TRECHO DO TEXTO:
========
João Bosco
Botelho
A necessidade incontrolável de dar sentido à
vida, diferente da dos outros animais, e de minimizar a morte, expressa com
transparência na História, contribuiu para materializar, como opostos, saúde e doença,
prazer e dor. Saúde e prazer, sinônimos de vida, ficaram ligados ao bem, bom,
belo; doença e dor, compreendidas como mal, ruim, feio, antecipavam o falecer
temido, a morte.
A
pulsão inata para desvendar a forma visível, em especial o corpo, dotado com
propriedades sensíveis de comunicar-se e locomover-se, para fugir da dor e da
morte, pode ser considerada como a primeira verdade material. É verdadeira em si
mesma, porque dá forma ao viver, num movimento caleidoscópico, composto na carnalidade
da pele quente, realidade dos sentidos, da respiração e do ritmo cardíaco. Atinge
e entrelaça o ser no mundo! .
Quando
a morte advém, como antítese da vida, emudece a memória, descolora a pele,
resfriando-a e tornando-a insensível à dor, o pior dos tormentos. O movimento
respiratório e o coração param. O corpo desfigurado pelo rigor cadavérico enche
de sentido a vida dos que choram. É quando o vivo se apercebe da própria
existência e rejeita a morte refletida na do outro.
========
REGISTROS LISTADOS:

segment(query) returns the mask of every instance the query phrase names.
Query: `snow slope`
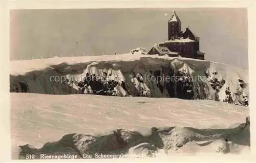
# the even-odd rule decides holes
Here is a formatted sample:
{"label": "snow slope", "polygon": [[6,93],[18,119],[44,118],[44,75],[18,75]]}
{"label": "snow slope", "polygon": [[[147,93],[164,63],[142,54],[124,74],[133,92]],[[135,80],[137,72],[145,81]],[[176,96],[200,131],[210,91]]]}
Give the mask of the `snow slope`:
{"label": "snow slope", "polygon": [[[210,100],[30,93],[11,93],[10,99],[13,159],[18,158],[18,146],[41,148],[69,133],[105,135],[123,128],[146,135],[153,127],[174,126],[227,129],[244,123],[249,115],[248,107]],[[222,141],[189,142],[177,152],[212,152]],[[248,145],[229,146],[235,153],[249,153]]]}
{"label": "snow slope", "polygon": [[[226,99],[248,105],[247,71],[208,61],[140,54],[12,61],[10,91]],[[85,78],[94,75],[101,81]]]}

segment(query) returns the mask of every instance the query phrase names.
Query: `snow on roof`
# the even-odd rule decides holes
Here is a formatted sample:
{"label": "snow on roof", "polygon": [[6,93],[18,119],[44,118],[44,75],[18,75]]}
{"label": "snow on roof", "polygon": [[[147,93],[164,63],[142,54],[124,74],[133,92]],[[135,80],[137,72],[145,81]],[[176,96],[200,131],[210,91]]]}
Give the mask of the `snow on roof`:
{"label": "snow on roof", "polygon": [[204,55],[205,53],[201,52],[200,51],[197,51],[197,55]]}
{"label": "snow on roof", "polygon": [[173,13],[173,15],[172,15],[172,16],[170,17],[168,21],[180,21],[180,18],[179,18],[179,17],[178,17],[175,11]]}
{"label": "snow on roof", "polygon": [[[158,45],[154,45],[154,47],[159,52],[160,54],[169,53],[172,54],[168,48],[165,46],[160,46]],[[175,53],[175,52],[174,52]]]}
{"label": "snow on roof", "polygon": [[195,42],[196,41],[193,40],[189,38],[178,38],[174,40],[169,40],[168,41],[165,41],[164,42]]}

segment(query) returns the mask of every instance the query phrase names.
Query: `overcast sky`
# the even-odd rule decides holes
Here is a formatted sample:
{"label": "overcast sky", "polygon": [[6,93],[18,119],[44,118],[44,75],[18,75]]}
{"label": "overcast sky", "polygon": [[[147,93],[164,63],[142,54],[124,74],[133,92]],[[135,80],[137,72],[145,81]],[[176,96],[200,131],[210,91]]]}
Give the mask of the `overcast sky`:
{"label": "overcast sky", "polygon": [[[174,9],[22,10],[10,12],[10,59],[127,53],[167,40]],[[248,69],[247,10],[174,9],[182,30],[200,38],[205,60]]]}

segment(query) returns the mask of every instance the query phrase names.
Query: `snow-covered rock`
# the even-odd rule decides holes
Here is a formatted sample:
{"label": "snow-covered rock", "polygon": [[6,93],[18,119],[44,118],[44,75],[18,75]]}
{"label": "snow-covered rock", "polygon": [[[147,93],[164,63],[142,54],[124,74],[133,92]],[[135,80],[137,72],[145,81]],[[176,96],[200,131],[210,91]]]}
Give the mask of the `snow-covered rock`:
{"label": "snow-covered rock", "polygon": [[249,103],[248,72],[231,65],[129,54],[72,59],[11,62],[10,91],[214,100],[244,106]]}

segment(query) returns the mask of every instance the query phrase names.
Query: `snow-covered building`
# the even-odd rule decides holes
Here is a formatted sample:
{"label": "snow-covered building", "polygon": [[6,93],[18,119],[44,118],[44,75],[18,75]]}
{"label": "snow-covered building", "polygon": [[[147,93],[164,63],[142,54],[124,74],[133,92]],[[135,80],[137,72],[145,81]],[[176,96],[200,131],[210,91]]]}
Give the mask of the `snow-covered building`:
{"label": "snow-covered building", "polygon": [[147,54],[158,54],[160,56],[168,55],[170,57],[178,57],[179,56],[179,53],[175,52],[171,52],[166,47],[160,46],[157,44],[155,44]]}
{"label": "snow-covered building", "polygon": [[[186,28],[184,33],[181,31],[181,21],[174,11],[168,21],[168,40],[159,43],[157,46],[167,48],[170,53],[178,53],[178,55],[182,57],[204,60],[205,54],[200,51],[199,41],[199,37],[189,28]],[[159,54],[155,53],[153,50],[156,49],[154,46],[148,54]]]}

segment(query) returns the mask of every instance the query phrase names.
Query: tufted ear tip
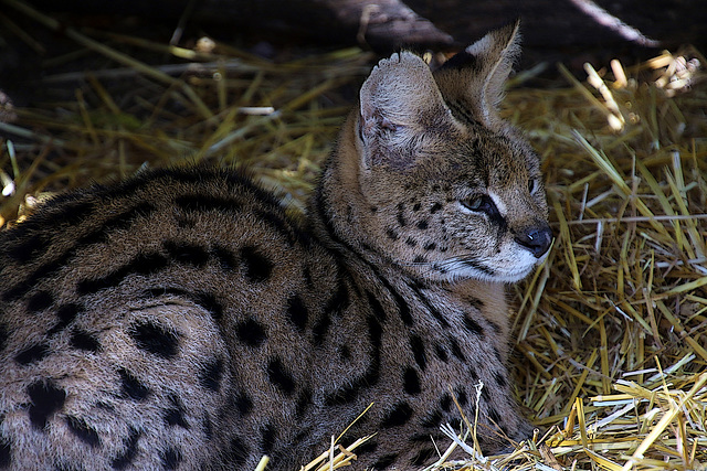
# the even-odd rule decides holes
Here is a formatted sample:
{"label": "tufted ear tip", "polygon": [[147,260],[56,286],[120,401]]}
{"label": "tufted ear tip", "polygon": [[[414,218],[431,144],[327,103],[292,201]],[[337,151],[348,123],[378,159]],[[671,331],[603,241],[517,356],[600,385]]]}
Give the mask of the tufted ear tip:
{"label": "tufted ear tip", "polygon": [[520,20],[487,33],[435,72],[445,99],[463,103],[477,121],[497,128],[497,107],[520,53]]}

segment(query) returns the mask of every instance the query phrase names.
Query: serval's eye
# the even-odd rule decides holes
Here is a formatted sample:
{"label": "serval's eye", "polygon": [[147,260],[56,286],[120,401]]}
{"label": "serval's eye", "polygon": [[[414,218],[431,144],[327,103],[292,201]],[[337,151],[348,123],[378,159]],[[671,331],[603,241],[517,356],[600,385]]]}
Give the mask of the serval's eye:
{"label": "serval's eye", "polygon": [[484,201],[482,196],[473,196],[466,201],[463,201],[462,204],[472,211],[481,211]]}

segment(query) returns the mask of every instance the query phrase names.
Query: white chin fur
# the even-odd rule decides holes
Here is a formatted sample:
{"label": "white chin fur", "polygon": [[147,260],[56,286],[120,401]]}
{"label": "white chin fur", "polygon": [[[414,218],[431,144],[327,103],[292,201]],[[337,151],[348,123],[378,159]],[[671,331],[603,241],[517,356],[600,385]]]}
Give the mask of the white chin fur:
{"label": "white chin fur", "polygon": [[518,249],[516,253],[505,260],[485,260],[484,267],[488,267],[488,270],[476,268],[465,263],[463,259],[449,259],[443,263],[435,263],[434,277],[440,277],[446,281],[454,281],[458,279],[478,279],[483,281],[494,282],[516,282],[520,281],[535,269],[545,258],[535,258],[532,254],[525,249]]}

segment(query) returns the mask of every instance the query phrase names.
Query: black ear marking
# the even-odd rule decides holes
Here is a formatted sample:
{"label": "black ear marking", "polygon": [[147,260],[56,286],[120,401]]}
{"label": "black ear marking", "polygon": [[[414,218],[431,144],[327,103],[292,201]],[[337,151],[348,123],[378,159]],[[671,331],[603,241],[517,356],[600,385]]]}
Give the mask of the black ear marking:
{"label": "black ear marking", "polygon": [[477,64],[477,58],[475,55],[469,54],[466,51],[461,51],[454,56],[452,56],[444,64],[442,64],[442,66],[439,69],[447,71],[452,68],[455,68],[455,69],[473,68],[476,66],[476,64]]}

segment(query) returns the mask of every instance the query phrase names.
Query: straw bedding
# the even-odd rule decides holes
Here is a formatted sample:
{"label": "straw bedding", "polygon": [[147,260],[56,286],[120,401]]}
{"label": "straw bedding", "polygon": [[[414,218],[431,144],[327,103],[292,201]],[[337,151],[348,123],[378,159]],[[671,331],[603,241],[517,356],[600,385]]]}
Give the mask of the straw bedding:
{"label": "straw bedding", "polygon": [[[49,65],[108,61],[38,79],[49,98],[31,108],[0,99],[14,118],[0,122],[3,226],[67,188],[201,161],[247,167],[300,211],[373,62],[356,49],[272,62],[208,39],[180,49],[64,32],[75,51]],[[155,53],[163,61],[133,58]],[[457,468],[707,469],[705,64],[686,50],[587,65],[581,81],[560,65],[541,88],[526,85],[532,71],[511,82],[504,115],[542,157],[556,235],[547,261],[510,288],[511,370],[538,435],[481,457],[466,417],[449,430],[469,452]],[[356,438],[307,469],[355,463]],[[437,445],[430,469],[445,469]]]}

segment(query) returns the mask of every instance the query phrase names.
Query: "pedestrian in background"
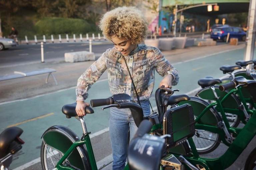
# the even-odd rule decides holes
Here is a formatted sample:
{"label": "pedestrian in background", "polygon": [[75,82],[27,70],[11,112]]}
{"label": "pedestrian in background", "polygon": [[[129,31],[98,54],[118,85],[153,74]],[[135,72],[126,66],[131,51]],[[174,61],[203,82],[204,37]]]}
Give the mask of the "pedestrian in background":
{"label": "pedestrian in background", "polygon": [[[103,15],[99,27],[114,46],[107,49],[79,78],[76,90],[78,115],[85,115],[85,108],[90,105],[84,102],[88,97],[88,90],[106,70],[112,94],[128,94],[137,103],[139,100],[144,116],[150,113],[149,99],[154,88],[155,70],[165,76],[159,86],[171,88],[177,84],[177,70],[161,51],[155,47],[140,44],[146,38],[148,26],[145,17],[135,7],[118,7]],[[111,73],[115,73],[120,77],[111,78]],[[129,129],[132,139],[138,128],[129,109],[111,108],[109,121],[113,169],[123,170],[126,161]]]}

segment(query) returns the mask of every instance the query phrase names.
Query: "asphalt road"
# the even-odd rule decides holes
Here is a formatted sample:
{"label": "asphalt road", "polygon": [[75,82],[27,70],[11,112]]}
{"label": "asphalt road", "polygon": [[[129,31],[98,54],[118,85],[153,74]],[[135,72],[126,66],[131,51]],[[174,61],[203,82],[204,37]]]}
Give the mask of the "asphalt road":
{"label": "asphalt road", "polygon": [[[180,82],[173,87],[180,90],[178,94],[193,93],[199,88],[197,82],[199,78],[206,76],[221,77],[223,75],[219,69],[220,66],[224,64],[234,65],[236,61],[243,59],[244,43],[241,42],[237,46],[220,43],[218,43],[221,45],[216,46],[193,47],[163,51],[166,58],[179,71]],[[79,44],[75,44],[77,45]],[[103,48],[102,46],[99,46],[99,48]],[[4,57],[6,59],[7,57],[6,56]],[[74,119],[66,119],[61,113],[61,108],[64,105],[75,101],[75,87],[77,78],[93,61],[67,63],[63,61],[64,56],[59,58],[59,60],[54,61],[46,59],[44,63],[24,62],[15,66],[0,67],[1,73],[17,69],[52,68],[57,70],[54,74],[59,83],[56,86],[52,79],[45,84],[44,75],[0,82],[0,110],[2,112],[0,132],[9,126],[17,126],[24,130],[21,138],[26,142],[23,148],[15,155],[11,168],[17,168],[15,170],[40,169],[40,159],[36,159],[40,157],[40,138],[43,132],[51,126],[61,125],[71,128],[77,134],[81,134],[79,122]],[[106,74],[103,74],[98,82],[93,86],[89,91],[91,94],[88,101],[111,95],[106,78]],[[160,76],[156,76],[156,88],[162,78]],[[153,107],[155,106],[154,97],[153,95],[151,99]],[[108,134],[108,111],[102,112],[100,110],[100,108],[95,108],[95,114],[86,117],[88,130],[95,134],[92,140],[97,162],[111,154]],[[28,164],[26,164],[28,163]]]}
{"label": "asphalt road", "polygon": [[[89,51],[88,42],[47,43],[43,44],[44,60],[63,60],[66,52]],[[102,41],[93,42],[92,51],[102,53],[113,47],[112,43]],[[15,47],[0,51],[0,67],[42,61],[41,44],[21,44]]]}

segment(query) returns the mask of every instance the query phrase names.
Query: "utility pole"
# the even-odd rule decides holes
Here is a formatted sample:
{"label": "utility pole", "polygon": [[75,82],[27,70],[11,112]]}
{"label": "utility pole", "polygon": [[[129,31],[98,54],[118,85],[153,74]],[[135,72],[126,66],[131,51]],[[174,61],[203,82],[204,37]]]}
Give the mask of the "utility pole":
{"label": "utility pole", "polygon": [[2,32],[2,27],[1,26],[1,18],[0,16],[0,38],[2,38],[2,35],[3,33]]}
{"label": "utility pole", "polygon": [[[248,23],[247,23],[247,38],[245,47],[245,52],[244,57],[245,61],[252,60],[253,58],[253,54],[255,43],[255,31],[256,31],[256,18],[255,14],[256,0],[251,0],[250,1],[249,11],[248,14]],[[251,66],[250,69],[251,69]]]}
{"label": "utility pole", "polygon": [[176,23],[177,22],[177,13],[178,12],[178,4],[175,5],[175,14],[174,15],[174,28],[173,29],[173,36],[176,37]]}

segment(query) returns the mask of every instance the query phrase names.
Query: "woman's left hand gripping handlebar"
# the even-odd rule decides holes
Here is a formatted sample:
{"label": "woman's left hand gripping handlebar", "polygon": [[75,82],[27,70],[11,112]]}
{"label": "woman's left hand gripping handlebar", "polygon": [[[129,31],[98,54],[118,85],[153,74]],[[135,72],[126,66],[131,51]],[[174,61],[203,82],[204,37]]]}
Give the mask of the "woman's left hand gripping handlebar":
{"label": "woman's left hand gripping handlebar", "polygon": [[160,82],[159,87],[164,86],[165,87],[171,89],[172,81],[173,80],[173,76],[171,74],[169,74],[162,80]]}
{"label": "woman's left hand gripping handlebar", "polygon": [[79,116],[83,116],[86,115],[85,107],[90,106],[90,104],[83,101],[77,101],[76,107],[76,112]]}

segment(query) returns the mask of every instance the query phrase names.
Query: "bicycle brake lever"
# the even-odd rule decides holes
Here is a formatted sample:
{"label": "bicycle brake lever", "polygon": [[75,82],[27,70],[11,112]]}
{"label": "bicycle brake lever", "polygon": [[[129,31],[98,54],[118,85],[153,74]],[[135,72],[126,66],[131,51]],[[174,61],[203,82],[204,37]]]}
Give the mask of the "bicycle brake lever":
========
TAREFAS:
a. De acordo com o trecho sobre a vida e a morte, a que ficaram ligados a saúde e o prazer?
b. Explique por que o trecho sobre a vida e a morte considera verdadeira em si mesma a pulsão inata para desvendar o corpo.
c. Por favor, escreva a continuação do trecho sobre a vida e a morte a partir da última frase apresentada.

RESPOSTAS ÀS TAREFAS:
a. Ao bem, ao bom e ao belo.

b. Ela é verdadeira em si mesma porque dá forma ao viver, num movimento caleidoscópico. Esse movimento é composto na carnalidade da pele quente, na realidade dos sentidos, da respiração e do ritmo cardíaco.

c.
O ser-tempo (homens e mulheres visíveis e
mensuráveis), para reafirmar a vida e rejeitar a morte temida, serve-se da
ficção para compor a possibilidade de o corpo morto do outro poder renascer
entres os seres-não-tempo (almas e espíritos não visíveis, não mensuráveis).
Essa incrível construção da inteligência humana prolonga a vida depois da
morte, fortalece a crença de um renascimento, premiado ou castigado, nos moldes
da vida vivida.
É a dialética fundamental entre a vida e a
morte, atando com uma ligadura indissolúvel o ser-tempo e o ser-não-tempo.
Talvez nunca seja possível saber como a
linguagem edificou esse pilar estrutural das relações sociais: a crença no
renascimento que aprimora e prolonga os sentidos, marcando a separação do
ser-tempo (homem vivo) do ser-não-tempo (homem morto) dos outros animais.
O imaginável renascimento dos homens e
mulheres, empurrando os limites da vida, tem acompanhado as culturas, possivelmente,
muito antes dos registros da linguagem escrita, entre ricos e pobres, numa
dimensão e repetição que não podem ser atribuídas somente ao ordenamento
social.
É
possível estabelecer relação teórica da vida após a morte com a ideia arcaica
de renascer a partir dos ossos descarnados (Gn 2, 21-24 ). Datando da pré-história, com registros confiáveis, a
prática da exumação ritual seguida da pintura dos ossos com ocra de cor
vermelha, em associação ao sangue, como o maior símbolo da vida, sem o qual o
renascimento seria impossível, e a rearrumação em sepulturas rituais. O
professor Leroi-Gourhan, já falecido, da Sorbonne, no seu livro "As
religiões da pré-história", editado em 1964, afirmou: "Já muito se
disse sobre o papel dos corantes e sobretudo do ocre, no paleolítico superior:
matéria-prima das pinturas parietais, considera-se também que serviu para
colorir as sepulturas e os corpos dos vivos, simbolizando de um modo geral o
sangue e, consequentemente, a vida, particularmente a do morto"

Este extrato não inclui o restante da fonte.